-------- Entries supplied --------

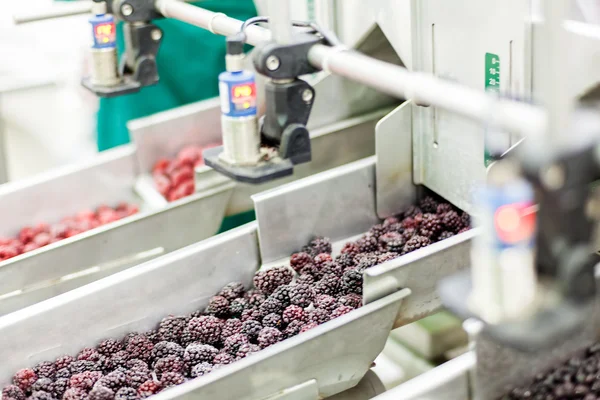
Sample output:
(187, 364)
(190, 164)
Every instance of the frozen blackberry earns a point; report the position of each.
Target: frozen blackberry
(293, 328)
(85, 380)
(247, 349)
(318, 316)
(45, 369)
(367, 243)
(168, 364)
(445, 235)
(135, 378)
(269, 280)
(233, 343)
(127, 393)
(218, 306)
(299, 261)
(24, 378)
(415, 243)
(59, 387)
(282, 294)
(232, 291)
(329, 284)
(140, 347)
(272, 305)
(45, 384)
(164, 349)
(318, 245)
(63, 373)
(170, 379)
(255, 297)
(293, 313)
(231, 327)
(428, 204)
(201, 370)
(308, 327)
(351, 300)
(224, 359)
(63, 362)
(325, 302)
(251, 329)
(269, 336)
(237, 307)
(411, 211)
(341, 310)
(75, 394)
(352, 282)
(306, 279)
(452, 221)
(41, 395)
(197, 353)
(109, 347)
(13, 392)
(148, 388)
(273, 321)
(350, 248)
(206, 329)
(171, 328)
(101, 393)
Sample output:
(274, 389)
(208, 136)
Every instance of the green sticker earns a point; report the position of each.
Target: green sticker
(492, 84)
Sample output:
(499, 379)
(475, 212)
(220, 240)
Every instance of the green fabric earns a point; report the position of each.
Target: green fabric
(189, 62)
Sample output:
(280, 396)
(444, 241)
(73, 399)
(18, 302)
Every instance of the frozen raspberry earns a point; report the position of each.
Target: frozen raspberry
(233, 343)
(148, 388)
(168, 364)
(302, 295)
(201, 369)
(170, 379)
(171, 328)
(293, 313)
(127, 393)
(300, 260)
(269, 336)
(24, 378)
(247, 349)
(197, 353)
(272, 321)
(251, 329)
(232, 290)
(13, 392)
(269, 280)
(351, 300)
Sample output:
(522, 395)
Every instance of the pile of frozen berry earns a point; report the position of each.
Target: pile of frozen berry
(174, 178)
(40, 235)
(285, 301)
(578, 378)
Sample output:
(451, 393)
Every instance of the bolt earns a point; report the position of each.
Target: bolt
(273, 63)
(126, 9)
(156, 34)
(307, 95)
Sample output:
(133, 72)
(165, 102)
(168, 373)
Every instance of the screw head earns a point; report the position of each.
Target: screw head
(126, 9)
(273, 63)
(307, 95)
(156, 34)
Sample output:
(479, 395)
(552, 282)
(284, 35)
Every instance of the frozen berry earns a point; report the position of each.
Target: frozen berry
(273, 321)
(269, 280)
(201, 369)
(197, 353)
(170, 379)
(24, 378)
(300, 260)
(269, 336)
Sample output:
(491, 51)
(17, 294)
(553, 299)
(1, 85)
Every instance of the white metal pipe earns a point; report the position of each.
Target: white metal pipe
(389, 78)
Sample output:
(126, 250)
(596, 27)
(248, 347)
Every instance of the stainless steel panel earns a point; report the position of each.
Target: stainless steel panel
(393, 142)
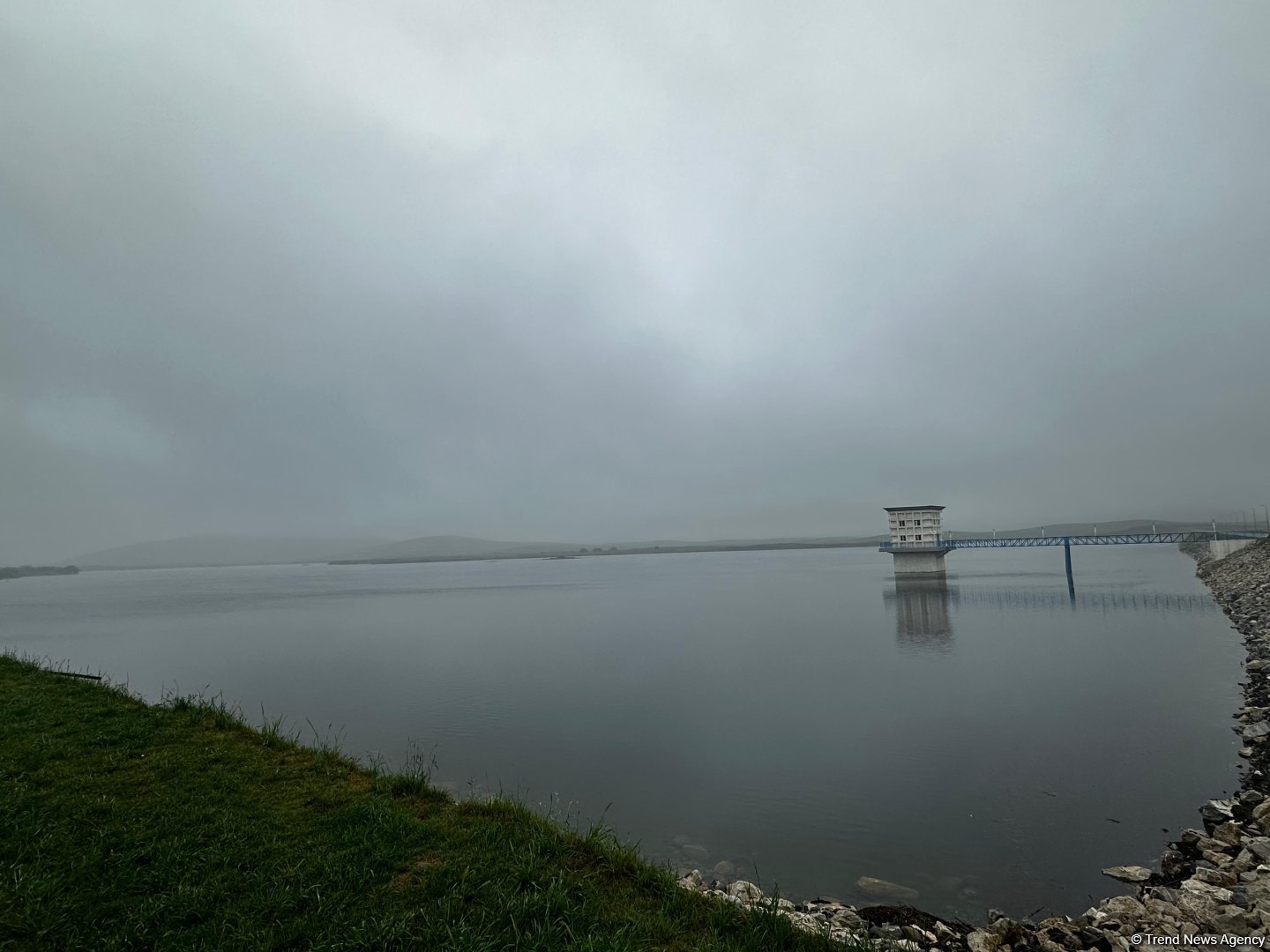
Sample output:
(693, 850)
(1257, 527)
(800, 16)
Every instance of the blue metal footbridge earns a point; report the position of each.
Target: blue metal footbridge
(1132, 539)
(940, 546)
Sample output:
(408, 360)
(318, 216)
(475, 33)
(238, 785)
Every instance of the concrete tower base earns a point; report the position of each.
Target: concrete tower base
(920, 562)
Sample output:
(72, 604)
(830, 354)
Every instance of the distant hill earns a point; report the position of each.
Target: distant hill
(455, 547)
(193, 551)
(444, 547)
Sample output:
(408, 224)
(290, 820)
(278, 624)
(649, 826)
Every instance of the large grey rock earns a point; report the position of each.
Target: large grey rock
(1128, 874)
(1127, 909)
(1217, 810)
(1215, 894)
(1229, 833)
(983, 942)
(884, 889)
(692, 880)
(1215, 877)
(1260, 729)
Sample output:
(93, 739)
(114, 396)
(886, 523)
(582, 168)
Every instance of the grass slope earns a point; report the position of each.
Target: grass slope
(176, 827)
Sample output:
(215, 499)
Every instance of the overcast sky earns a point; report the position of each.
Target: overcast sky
(594, 271)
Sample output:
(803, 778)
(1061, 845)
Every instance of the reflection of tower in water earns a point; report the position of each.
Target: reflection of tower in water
(923, 612)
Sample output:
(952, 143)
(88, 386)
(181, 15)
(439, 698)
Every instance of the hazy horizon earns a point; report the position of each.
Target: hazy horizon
(600, 273)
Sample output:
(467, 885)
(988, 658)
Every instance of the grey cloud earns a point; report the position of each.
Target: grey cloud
(585, 271)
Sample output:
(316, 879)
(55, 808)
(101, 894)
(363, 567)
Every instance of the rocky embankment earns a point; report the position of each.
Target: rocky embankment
(1212, 881)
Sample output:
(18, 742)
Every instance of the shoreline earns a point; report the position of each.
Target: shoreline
(1211, 881)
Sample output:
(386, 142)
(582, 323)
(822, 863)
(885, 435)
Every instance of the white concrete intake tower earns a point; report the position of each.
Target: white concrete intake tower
(915, 539)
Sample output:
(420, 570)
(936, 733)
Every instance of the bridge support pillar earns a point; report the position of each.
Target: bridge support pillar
(920, 562)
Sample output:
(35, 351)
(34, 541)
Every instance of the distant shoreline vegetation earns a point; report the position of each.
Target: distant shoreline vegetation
(17, 571)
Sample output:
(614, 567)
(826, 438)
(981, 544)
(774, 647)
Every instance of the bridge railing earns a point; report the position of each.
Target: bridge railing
(1117, 539)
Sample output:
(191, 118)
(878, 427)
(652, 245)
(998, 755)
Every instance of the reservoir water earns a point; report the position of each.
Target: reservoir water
(796, 715)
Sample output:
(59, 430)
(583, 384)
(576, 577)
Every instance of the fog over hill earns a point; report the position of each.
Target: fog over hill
(256, 550)
(220, 550)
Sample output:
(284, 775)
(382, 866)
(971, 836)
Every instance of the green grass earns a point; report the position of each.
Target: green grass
(178, 827)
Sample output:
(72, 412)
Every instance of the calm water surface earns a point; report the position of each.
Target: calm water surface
(794, 714)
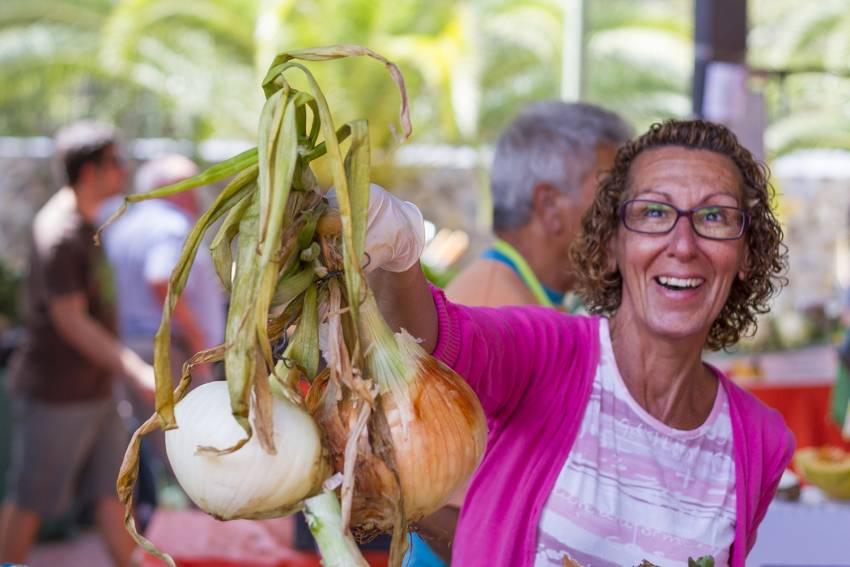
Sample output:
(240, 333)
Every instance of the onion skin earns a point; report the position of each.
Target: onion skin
(438, 433)
(248, 483)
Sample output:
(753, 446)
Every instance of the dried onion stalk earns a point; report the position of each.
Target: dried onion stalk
(400, 429)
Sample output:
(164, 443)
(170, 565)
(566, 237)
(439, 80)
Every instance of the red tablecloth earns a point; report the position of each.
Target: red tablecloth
(194, 539)
(805, 408)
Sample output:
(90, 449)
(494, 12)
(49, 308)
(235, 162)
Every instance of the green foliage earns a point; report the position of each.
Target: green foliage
(10, 282)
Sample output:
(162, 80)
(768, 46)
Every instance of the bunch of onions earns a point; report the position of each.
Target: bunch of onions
(385, 426)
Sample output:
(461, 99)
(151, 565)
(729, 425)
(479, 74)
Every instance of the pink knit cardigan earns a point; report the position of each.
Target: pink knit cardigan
(532, 368)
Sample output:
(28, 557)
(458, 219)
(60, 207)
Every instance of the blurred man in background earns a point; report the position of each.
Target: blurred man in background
(544, 177)
(67, 433)
(144, 246)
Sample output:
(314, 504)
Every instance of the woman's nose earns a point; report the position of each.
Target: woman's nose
(683, 239)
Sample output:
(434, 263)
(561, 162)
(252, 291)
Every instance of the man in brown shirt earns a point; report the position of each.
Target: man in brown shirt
(67, 432)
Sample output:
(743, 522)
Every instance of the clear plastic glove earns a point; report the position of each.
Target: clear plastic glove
(395, 231)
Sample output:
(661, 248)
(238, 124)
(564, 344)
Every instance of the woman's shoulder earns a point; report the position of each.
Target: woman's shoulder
(761, 425)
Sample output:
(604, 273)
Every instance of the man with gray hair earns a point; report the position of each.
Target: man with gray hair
(544, 177)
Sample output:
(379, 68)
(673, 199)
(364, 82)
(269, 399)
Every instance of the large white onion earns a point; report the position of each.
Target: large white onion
(248, 483)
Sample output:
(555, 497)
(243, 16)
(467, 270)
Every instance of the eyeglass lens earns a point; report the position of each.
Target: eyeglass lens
(655, 217)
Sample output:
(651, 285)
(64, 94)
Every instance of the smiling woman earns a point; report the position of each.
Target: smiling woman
(711, 154)
(611, 442)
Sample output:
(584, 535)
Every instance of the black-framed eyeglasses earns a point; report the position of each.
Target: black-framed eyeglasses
(657, 217)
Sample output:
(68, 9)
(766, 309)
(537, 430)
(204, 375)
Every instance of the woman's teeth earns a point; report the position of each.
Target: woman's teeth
(679, 283)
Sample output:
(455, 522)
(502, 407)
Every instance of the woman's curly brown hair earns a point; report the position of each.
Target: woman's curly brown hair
(600, 287)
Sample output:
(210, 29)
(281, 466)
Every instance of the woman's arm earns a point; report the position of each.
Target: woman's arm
(406, 303)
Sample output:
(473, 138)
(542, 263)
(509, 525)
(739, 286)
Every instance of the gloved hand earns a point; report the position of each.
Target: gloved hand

--------

Pull out every line of the items above that contains the word "knit", and treat uppercase and lowercase letters as different.

▶ **Written response**:
Every instance of the pink knit cardigan earns a point; report the position of each.
Target: pink knit cardigan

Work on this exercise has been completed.